• **TASK OBJECTIVE**:
Repeat the entries below exactly, missing none.

Dataset items:
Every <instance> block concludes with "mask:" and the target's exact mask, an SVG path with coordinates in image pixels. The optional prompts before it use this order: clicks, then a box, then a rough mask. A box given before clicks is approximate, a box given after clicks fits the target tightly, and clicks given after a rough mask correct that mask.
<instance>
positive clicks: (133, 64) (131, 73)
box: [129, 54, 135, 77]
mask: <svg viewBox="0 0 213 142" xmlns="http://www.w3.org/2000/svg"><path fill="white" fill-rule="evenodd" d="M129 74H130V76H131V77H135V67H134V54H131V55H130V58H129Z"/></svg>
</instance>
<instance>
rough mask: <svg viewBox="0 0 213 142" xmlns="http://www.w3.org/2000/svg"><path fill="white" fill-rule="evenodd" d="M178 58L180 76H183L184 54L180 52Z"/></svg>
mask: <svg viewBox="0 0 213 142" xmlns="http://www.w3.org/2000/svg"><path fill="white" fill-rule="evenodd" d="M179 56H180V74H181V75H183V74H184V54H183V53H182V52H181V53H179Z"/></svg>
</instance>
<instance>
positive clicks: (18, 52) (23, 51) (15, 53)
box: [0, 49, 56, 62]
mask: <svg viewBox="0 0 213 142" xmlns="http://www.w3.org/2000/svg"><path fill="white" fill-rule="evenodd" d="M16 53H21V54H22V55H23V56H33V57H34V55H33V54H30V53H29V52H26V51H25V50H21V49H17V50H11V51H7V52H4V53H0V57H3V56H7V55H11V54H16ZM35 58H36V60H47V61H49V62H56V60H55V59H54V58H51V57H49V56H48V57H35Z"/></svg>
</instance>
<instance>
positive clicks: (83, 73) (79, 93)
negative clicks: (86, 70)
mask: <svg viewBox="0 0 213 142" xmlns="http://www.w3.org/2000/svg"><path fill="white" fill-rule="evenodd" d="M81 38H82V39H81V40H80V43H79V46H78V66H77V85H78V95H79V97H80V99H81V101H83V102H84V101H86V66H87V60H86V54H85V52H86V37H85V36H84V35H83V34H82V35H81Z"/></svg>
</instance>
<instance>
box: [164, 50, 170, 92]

• **ANSWER SECTION**:
Every <instance> block concludes with "mask:" and the target's exact mask, an SVG path with coordinates in image pixels. The optional prompts before it use this order: clicks, then a box, then a rough mask. A box given before clicks is approximate, a box given after clicks fits the target tightly, and clicks given after a rough mask correct that mask.
<instance>
positive clicks: (133, 64) (131, 73)
box: [129, 54, 135, 77]
mask: <svg viewBox="0 0 213 142" xmlns="http://www.w3.org/2000/svg"><path fill="white" fill-rule="evenodd" d="M129 74H130V76H131V77H135V67H134V54H131V55H130V58H129Z"/></svg>
</instance>
<instance>
rough mask: <svg viewBox="0 0 213 142" xmlns="http://www.w3.org/2000/svg"><path fill="white" fill-rule="evenodd" d="M178 58L180 76H183L184 54L180 52Z"/></svg>
mask: <svg viewBox="0 0 213 142" xmlns="http://www.w3.org/2000/svg"><path fill="white" fill-rule="evenodd" d="M179 56H180V74H181V75H183V74H184V54H183V53H182V52H181V53H179Z"/></svg>
</instance>
<instance>
positive clicks: (18, 52) (23, 51) (15, 53)
box: [0, 49, 56, 62]
mask: <svg viewBox="0 0 213 142" xmlns="http://www.w3.org/2000/svg"><path fill="white" fill-rule="evenodd" d="M16 53H21V54H22V55H23V56H33V57H34V55H33V54H30V53H29V52H26V51H25V50H21V49H17V50H11V51H7V52H4V53H0V57H3V56H7V55H11V54H16ZM35 58H36V60H47V61H49V62H56V60H55V59H54V58H51V57H49V56H48V57H35Z"/></svg>
</instance>
<instance>
positive clicks: (83, 73) (79, 93)
negative clicks: (86, 70)
mask: <svg viewBox="0 0 213 142" xmlns="http://www.w3.org/2000/svg"><path fill="white" fill-rule="evenodd" d="M81 38H82V39H81V40H80V43H79V46H78V66H77V85H78V95H79V97H80V99H81V101H83V102H84V101H86V66H87V60H86V54H85V52H86V37H85V36H84V35H83V34H82V35H81Z"/></svg>
</instance>
<instance>
box: [164, 50, 170, 92]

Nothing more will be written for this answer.